§ **WHAT IS EXPECTED**
Write out the entries, please, from the line containing "Reviewer note. Check that every instance of the sofa" through their final line, exactly and with nothing else.

§ **RECORDS**

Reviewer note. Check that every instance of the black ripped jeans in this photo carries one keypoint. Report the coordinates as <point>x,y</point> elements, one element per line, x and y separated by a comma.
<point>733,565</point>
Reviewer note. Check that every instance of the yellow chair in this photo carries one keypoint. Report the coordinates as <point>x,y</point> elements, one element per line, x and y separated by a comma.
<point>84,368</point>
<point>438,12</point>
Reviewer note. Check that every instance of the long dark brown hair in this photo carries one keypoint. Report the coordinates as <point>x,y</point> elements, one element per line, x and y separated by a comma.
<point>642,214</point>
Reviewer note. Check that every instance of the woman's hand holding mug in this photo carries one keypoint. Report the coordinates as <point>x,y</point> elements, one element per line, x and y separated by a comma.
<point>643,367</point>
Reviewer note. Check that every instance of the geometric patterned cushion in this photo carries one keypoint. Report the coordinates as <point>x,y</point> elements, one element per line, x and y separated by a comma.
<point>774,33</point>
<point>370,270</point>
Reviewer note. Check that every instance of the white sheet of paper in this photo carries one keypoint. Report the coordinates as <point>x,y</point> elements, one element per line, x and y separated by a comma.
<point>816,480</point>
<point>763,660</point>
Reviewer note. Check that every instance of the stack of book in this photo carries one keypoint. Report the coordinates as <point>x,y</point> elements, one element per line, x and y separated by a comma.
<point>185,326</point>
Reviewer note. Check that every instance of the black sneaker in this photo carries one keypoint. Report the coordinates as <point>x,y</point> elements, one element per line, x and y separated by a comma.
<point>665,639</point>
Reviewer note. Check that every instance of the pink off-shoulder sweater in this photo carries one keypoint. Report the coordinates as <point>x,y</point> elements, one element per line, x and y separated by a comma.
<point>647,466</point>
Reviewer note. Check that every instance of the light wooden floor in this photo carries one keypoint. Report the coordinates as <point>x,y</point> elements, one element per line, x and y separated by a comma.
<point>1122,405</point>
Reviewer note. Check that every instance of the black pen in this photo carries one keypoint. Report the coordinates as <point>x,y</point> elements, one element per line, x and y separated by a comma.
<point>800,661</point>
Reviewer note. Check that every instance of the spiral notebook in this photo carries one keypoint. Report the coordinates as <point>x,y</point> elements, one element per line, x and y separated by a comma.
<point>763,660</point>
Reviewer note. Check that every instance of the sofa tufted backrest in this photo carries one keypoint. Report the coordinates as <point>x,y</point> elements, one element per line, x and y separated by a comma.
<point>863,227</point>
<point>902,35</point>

§ **ANSWER FOR THIS EXERCISE**
Reviewer note. Check that every instance of the sofa tufted backrest in this photo carries one keypoint. Report the coordinates as <point>x,y</point> elements, one element per line, x and y separated by a comma.
<point>863,227</point>
<point>902,35</point>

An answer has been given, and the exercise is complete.